**Reading text**:
---------------
Having (hopefully) rid themselves of any Christmas rustiness in the frustrating 4-2 Junior League Cup defeat away at Old Brentwoods last weekend, the Blues were keen to return to League action and the opportunity to clinch that rarest of commodities: a League double over a Carthusian side. Indeed, since the 2009/10 season, the only Harrovian side to achieve this feat was the 1st XI, who would go on to clinch the League title that season with a pair of epic 3-1 victories over their closest rivals in the run-in to the season climax.

But although there was some initial relief that Saturday’s fixture, played at the recently developed Club des Sports facility in Acton, would not take place on the enormous main astro but on the smaller, more modern surface tucked away next to the cricket field, the news that there would be a half-hour delay to kick-off due to some kids football over-running frustrated both teams. And the delay may as well have been an hour for the visitors as for the first thirty minutes the Blues toiled against opponents who proved far more assured on the ball and threatened at regular intervals, especially down their left flank, the tall, quick winger proving a handful for the Harrow back four. Going forwards, the failings were familiar ones, with players guilty of either taking too many touches in crowded areas or trying to force killer passes through a well organised Charterhouse rearguard.

Craig was forced into a couple of decent saves, then was involved in a flashpoint with the hosts’ striker who lost his temper for no apparent reason before denying Kyri Pittalis the opportunity to take a throw-in. Referee Josh Jones restored order with players from both sides getting involved. The visitors were then dealt a significant blow when forward Miles Kellock had to be helped off the pitch having rolled his left ankle – the swelling that was visible after the game suggested that the ligaments would take several weeks to heal. Will Brounger, who hasn’t played since November, was the replacement, Geoff Taunton-Collins switching to the wing, with Will Monroe replacing him at right-back. But having barely risen from their slumbers, the Blues then enjoyed their best spell of the game, dominating for ten minutes and actually looking lively going forwards. For really the only time in the game, the side were able to string a few passes together, working play down both sides and forcing several corners and half-chances. Disappointingly, despite knowing that their opponents were short of a proper keeper, the stand-in was never challenged, and the half ended goalless, the hosts finishing the final five minutes strongly once more.

Half-time was spent detailing how the visitors could cause their opposition more problems, with the urge to at the very least test the keeper, the Carthusians actually swapping their number one at the break, with a midfielder now donning the gloves.
---------------
**Your tasks**:
**a.** In the match report, which player came on to replace Miles Kellock after he rolled his ankle?
**b.** Carry on the football match report, picking up after its last sentence about the half-time talk and the keeper swap.
The material that comes after this point is separate from the match report.

**Listed records**:
---------------
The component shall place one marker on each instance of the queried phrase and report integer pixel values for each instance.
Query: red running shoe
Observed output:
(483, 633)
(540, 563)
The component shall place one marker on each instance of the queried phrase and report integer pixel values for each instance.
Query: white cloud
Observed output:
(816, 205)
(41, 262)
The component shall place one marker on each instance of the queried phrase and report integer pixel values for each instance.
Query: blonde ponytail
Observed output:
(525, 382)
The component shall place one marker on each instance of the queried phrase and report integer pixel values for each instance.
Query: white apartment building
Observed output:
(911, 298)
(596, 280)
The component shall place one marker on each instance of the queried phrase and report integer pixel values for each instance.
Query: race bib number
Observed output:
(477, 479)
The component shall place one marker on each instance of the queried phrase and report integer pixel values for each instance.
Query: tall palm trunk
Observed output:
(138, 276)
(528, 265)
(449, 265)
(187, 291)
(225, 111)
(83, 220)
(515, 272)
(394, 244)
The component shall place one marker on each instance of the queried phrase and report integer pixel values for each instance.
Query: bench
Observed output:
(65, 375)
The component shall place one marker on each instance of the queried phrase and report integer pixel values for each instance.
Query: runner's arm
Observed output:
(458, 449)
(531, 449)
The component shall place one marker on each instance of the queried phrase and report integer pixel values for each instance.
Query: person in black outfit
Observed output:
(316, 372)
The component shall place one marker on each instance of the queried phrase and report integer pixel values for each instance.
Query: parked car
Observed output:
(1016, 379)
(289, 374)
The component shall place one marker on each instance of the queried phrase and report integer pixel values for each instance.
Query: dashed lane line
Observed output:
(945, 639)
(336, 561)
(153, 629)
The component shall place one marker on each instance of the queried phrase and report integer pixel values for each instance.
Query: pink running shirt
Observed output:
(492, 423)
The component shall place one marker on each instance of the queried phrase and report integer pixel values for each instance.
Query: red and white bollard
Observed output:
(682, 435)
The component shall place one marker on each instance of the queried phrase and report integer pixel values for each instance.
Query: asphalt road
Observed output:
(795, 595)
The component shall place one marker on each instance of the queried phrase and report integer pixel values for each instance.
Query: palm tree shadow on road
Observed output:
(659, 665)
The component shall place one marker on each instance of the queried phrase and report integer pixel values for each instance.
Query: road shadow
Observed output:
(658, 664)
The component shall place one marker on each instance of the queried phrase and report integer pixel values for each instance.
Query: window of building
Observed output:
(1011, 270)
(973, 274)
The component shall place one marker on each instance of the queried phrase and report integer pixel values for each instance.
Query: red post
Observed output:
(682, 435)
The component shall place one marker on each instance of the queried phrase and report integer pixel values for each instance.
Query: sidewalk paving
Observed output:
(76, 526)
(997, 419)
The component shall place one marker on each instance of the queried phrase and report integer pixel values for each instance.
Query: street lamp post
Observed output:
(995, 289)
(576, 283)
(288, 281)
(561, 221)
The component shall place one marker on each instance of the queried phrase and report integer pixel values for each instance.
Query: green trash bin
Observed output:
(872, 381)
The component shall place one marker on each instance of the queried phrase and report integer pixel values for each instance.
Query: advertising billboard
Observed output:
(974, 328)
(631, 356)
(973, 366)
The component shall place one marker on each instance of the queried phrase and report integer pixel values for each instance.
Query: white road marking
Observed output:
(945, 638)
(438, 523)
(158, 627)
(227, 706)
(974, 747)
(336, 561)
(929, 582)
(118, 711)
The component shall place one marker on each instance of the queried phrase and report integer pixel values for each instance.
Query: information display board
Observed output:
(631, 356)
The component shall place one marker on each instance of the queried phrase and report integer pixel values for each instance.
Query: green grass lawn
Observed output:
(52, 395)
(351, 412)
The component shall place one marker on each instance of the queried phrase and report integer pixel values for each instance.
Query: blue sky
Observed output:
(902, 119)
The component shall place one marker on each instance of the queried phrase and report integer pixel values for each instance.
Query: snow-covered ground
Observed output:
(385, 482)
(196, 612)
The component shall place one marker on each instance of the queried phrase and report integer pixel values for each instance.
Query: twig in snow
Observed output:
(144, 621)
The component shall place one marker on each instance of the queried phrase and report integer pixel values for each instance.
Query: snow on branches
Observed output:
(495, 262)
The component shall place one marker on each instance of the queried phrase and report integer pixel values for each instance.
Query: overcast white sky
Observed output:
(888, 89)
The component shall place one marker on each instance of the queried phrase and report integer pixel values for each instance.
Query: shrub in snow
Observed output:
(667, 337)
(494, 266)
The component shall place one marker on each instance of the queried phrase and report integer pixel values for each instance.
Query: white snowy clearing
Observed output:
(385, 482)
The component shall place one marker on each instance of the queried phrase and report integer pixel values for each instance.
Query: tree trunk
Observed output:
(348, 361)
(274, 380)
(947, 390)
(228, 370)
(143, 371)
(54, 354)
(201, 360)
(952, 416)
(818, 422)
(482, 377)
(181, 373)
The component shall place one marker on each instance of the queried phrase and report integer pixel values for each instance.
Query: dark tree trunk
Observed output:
---------------
**Written responses**:
**a.** Will Brounger

**b.**
Play was generally fairly even throughout the half, but the key to the game could be found in the two final thirds. Once more, going forwards the Blues toiled, with possession too easily lost and none of the front three able to escape the shackles of their markers. A few corners were forced, a couple of long shots flew over. Still, the stand-in keeper remained untroubled. But at the other end it was a very different story, with the hosts pouncing on several loose balls to spring forwards with pace. The back four of Monroe, Grasso, Orchard and Pittalis were tested regularly and keeper Rory Craig came to the fore with several superb saves to maintain parity. As he would say after the game, it became apparent that a 0-0 would very much have seemed like a win for the Blues given the disparity between the two sides’ attacking threats.

And, as the game ticked into the final fifteen minutes, it appeared as though a rare goalless draw may have been on the cards. But the OHAFC were caught on the break once more, losing possession inside the Charterhouse half and one pass springing the forward down the right. Orchard retreated to the edge of the box to try and hold play up, but a clever twist inside drew the foul and the only thing the referee needed to consider was whether it was inside the box or not. Craig was given no chance with the spot-kick, the effort being fired with pace inside the side netting.

A flurry of corners aside, there was little further to trouble the hosts and they held on comfortably enough to record a vital win that lifts them into fifth in the table, just one place below the OHAFC. The Blues have four tough fixtures remaining and although seventeen points should see the side safe from trouble, there must be a strong desire to arrest a rather alarming slump that has seen the team exit the Junior League Cup and slip out of the promotion race in the space of six weeks.